> _Extracto de página_:
=======
En paralelo a las encuestas que apuntan por primera vez a una mayoría en las urnas del secesionismo, vuelven a escucharse angustiados gritos de socorro
Cataluña está fuera de control. De la peor manera. Casi en silencio. El mismo silencio al que se acoge el presidente del Gobierno cuando de defender al Rey y a la monarquía parlamentaria se trata. Sale ese extraordinario manipulador que es Gabriel Rufián y dice esa estupidez grandiosa de que a Felipe VI solo le votó Franco y no hay ni un solo diputado socialista que le conteste. Va ni más ni menos que el ministro de Justicia del Reino de España y dice que el Rey no fue a la entrega de despachos a los nuevos jueces en Barcelona para evitar problemas de convivencia, y no hay ni un solo miembro destacado del PSOE, del antiguo o del actual, que sea capaz de impugnar públicamente tamaña insensatez.
=======
> _Registros mostrados_:

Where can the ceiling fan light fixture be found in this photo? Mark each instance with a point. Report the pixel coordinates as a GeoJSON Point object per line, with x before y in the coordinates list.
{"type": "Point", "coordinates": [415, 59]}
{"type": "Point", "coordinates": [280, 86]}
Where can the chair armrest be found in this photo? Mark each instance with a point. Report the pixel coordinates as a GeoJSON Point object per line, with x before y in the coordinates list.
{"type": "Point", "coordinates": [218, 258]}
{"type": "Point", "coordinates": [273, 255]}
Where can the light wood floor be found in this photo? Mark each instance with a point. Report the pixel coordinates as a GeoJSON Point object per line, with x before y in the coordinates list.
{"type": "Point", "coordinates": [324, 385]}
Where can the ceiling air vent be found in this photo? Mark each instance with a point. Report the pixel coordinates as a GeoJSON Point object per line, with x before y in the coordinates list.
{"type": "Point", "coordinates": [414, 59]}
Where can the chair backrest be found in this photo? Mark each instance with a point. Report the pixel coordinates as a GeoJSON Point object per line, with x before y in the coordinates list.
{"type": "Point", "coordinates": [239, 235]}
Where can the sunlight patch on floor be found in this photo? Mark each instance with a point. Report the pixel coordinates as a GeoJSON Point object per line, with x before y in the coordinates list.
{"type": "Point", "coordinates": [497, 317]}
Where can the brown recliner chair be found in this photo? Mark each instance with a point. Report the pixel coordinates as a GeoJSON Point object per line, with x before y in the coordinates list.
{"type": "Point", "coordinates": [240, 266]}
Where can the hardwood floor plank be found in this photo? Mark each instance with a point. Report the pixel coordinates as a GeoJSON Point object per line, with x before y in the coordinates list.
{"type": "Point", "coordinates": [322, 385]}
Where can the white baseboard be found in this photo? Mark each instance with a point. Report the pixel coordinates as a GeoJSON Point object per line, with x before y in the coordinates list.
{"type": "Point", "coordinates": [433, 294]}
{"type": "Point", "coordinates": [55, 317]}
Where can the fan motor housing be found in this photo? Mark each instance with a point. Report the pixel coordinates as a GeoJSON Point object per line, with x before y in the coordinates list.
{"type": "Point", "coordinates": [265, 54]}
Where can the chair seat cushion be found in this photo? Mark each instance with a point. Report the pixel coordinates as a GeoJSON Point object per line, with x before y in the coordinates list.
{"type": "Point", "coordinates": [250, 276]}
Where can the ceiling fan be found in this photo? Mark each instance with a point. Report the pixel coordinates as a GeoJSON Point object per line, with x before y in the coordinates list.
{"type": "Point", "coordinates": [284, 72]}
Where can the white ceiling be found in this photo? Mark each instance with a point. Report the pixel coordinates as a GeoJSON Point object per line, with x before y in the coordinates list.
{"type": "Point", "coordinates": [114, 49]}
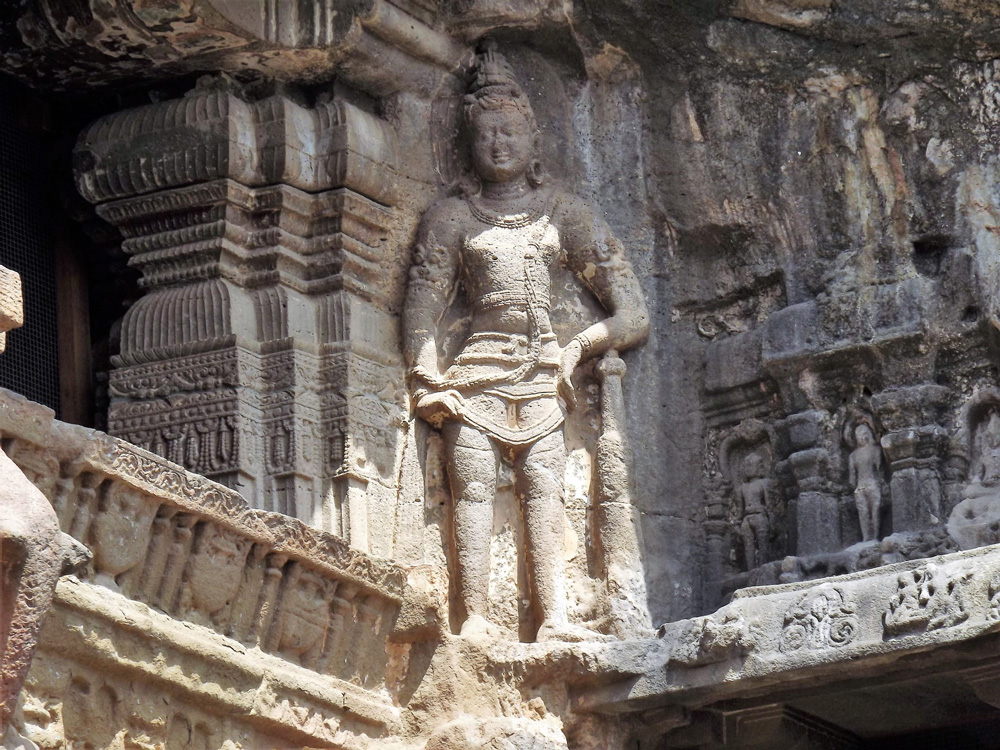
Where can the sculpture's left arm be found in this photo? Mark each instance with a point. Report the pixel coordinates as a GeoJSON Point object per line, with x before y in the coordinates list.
{"type": "Point", "coordinates": [598, 259]}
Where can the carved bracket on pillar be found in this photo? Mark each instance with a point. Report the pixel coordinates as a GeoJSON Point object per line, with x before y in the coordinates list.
{"type": "Point", "coordinates": [268, 332]}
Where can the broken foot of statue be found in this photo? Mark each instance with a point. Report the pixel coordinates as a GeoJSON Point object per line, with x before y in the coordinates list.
{"type": "Point", "coordinates": [564, 632]}
{"type": "Point", "coordinates": [477, 627]}
{"type": "Point", "coordinates": [13, 741]}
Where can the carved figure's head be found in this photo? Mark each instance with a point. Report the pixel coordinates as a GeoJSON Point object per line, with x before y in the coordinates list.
{"type": "Point", "coordinates": [502, 123]}
{"type": "Point", "coordinates": [863, 435]}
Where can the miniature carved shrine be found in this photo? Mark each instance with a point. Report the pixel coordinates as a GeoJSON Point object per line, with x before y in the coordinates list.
{"type": "Point", "coordinates": [523, 374]}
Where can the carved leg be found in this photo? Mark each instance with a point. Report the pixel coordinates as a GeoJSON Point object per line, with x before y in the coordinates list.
{"type": "Point", "coordinates": [539, 481]}
{"type": "Point", "coordinates": [749, 543]}
{"type": "Point", "coordinates": [867, 513]}
{"type": "Point", "coordinates": [472, 474]}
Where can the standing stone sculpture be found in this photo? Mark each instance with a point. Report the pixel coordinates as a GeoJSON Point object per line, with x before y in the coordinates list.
{"type": "Point", "coordinates": [753, 499]}
{"type": "Point", "coordinates": [33, 554]}
{"type": "Point", "coordinates": [975, 521]}
{"type": "Point", "coordinates": [505, 395]}
{"type": "Point", "coordinates": [864, 468]}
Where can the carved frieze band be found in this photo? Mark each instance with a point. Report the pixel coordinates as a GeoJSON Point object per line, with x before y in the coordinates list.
{"type": "Point", "coordinates": [195, 550]}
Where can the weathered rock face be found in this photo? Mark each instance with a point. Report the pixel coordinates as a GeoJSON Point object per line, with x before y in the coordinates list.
{"type": "Point", "coordinates": [796, 197]}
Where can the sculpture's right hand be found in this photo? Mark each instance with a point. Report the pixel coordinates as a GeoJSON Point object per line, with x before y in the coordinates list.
{"type": "Point", "coordinates": [439, 407]}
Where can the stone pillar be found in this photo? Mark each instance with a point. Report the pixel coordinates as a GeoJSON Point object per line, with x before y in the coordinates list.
{"type": "Point", "coordinates": [816, 507]}
{"type": "Point", "coordinates": [267, 333]}
{"type": "Point", "coordinates": [916, 446]}
{"type": "Point", "coordinates": [718, 542]}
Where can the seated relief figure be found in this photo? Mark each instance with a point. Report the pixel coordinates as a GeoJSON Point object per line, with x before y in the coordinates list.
{"type": "Point", "coordinates": [504, 396]}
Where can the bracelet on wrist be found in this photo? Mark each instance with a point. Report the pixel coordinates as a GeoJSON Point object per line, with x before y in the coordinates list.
{"type": "Point", "coordinates": [586, 345]}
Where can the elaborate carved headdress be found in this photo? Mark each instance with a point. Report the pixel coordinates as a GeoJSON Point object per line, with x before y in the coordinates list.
{"type": "Point", "coordinates": [494, 86]}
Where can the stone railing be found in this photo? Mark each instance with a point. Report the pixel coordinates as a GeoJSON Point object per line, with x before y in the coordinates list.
{"type": "Point", "coordinates": [192, 549]}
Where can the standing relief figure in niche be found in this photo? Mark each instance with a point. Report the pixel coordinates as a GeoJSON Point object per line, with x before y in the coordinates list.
{"type": "Point", "coordinates": [753, 495]}
{"type": "Point", "coordinates": [864, 471]}
{"type": "Point", "coordinates": [504, 396]}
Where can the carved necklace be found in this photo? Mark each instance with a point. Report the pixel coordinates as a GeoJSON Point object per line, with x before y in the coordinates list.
{"type": "Point", "coordinates": [507, 220]}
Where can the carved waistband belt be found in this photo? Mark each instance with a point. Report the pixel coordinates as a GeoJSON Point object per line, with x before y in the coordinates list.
{"type": "Point", "coordinates": [507, 298]}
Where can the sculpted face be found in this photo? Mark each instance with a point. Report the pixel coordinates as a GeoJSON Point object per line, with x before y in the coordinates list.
{"type": "Point", "coordinates": [502, 144]}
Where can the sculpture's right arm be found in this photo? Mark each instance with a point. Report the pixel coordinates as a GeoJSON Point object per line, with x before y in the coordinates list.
{"type": "Point", "coordinates": [433, 273]}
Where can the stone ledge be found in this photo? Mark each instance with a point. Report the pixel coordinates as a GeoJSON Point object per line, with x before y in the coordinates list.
{"type": "Point", "coordinates": [105, 630]}
{"type": "Point", "coordinates": [820, 633]}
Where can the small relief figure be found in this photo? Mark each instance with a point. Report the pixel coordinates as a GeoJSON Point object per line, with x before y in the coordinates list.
{"type": "Point", "coordinates": [927, 598]}
{"type": "Point", "coordinates": [752, 497]}
{"type": "Point", "coordinates": [824, 617]}
{"type": "Point", "coordinates": [504, 396]}
{"type": "Point", "coordinates": [864, 469]}
{"type": "Point", "coordinates": [975, 520]}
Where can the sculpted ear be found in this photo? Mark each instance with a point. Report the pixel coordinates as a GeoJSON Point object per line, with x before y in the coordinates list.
{"type": "Point", "coordinates": [535, 174]}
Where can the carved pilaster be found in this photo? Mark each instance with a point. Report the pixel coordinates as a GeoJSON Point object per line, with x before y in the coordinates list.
{"type": "Point", "coordinates": [267, 334]}
{"type": "Point", "coordinates": [916, 446]}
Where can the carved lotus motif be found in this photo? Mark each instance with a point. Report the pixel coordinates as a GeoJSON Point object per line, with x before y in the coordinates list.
{"type": "Point", "coordinates": [822, 618]}
{"type": "Point", "coordinates": [120, 532]}
{"type": "Point", "coordinates": [216, 569]}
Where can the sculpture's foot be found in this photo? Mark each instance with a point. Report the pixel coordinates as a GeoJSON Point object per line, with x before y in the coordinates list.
{"type": "Point", "coordinates": [564, 632]}
{"type": "Point", "coordinates": [477, 627]}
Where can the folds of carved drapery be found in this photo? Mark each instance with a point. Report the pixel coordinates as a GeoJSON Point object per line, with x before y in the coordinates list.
{"type": "Point", "coordinates": [266, 334]}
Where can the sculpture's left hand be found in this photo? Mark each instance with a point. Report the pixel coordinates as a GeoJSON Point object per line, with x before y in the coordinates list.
{"type": "Point", "coordinates": [571, 356]}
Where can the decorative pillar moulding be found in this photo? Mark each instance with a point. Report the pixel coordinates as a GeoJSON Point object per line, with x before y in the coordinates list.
{"type": "Point", "coordinates": [268, 331]}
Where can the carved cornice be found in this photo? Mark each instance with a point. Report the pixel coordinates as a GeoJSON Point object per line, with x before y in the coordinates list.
{"type": "Point", "coordinates": [69, 44]}
{"type": "Point", "coordinates": [213, 133]}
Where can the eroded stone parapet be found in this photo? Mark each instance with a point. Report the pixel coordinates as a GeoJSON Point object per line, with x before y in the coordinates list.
{"type": "Point", "coordinates": [178, 543]}
{"type": "Point", "coordinates": [822, 633]}
{"type": "Point", "coordinates": [110, 667]}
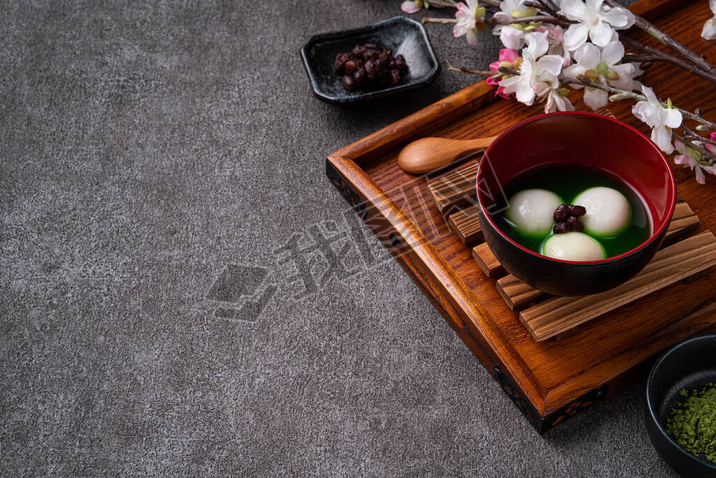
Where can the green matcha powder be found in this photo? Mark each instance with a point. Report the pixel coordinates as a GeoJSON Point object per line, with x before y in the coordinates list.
{"type": "Point", "coordinates": [693, 422]}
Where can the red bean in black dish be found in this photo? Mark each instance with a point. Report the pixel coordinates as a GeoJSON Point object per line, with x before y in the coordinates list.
{"type": "Point", "coordinates": [368, 66]}
{"type": "Point", "coordinates": [408, 63]}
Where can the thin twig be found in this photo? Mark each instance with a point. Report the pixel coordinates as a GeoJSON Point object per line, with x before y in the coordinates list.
{"type": "Point", "coordinates": [534, 19]}
{"type": "Point", "coordinates": [442, 21]}
{"type": "Point", "coordinates": [665, 39]}
{"type": "Point", "coordinates": [655, 54]}
{"type": "Point", "coordinates": [707, 159]}
{"type": "Point", "coordinates": [458, 69]}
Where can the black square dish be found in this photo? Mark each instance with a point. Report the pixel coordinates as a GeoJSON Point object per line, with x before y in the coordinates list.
{"type": "Point", "coordinates": [401, 35]}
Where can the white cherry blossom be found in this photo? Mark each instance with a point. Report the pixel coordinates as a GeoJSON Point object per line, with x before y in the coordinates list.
{"type": "Point", "coordinates": [513, 36]}
{"type": "Point", "coordinates": [596, 21]}
{"type": "Point", "coordinates": [601, 67]}
{"type": "Point", "coordinates": [538, 74]}
{"type": "Point", "coordinates": [468, 17]}
{"type": "Point", "coordinates": [661, 120]}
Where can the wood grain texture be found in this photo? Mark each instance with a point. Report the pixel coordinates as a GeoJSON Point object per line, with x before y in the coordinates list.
{"type": "Point", "coordinates": [428, 154]}
{"type": "Point", "coordinates": [549, 374]}
{"type": "Point", "coordinates": [517, 294]}
{"type": "Point", "coordinates": [672, 264]}
{"type": "Point", "coordinates": [466, 224]}
{"type": "Point", "coordinates": [487, 261]}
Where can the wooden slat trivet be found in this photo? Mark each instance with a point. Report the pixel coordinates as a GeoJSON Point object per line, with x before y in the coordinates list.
{"type": "Point", "coordinates": [466, 224]}
{"type": "Point", "coordinates": [454, 189]}
{"type": "Point", "coordinates": [517, 294]}
{"type": "Point", "coordinates": [487, 260]}
{"type": "Point", "coordinates": [672, 264]}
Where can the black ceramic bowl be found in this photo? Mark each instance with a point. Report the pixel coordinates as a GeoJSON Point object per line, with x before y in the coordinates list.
{"type": "Point", "coordinates": [575, 138]}
{"type": "Point", "coordinates": [401, 35]}
{"type": "Point", "coordinates": [689, 365]}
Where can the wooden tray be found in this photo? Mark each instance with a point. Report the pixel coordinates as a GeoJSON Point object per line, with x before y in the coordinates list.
{"type": "Point", "coordinates": [549, 380]}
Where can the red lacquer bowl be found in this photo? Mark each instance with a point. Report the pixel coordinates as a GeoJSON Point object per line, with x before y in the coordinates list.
{"type": "Point", "coordinates": [582, 138]}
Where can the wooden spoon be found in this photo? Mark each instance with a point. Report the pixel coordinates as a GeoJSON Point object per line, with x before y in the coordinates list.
{"type": "Point", "coordinates": [428, 154]}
=======
> _Tarea 1_:
Reescribe el fragmento sobre Cataluña desde "En paralelo a" hasta "públicamente tamaña insensatez.", cambiando "Rey" por "monarca".
> _Tarea 2_:
En el fragmento sobre Cataluña, ¿qué razón dio el ministro de Justicia para la ausencia del Rey en la entrega de despachos a los nuevos jueces en Barcelona?

> _Respuesta 1_:
En paralelo a las encuestas que apuntan por primera vez a una mayoría en las urnas del secesionismo, vuelven a escucharse angustiados gritos de socorro
Cataluña está fuera de control. De la peor manera. Casi en silencio. El mismo silencio al que se acoge el presidente del Gobierno cuando de defender al monarca y a la monarquía parlamentaria se trata. Sale ese extraordinario manipulador que es Gabriel Rufián y dice esa estupidez grandiosa de que a Felipe VI solo le votó Franco y no hay ni un solo diputado socialista que le conteste. Va ni más ni menos que el ministro de Justicia del Reino de España y dice que el monarca no fue a la entrega de despachos a los nuevos jueces en Barcelona para evitar problemas de convivencia, y no hay ni un solo miembro destacado del PSOE, del antiguo o del actual, que sea capaz de impugnar públicamente tamaña insensatez.

> _Respuesta 2_:
Dijo que el Rey no fue para evitar problemas de convivencia.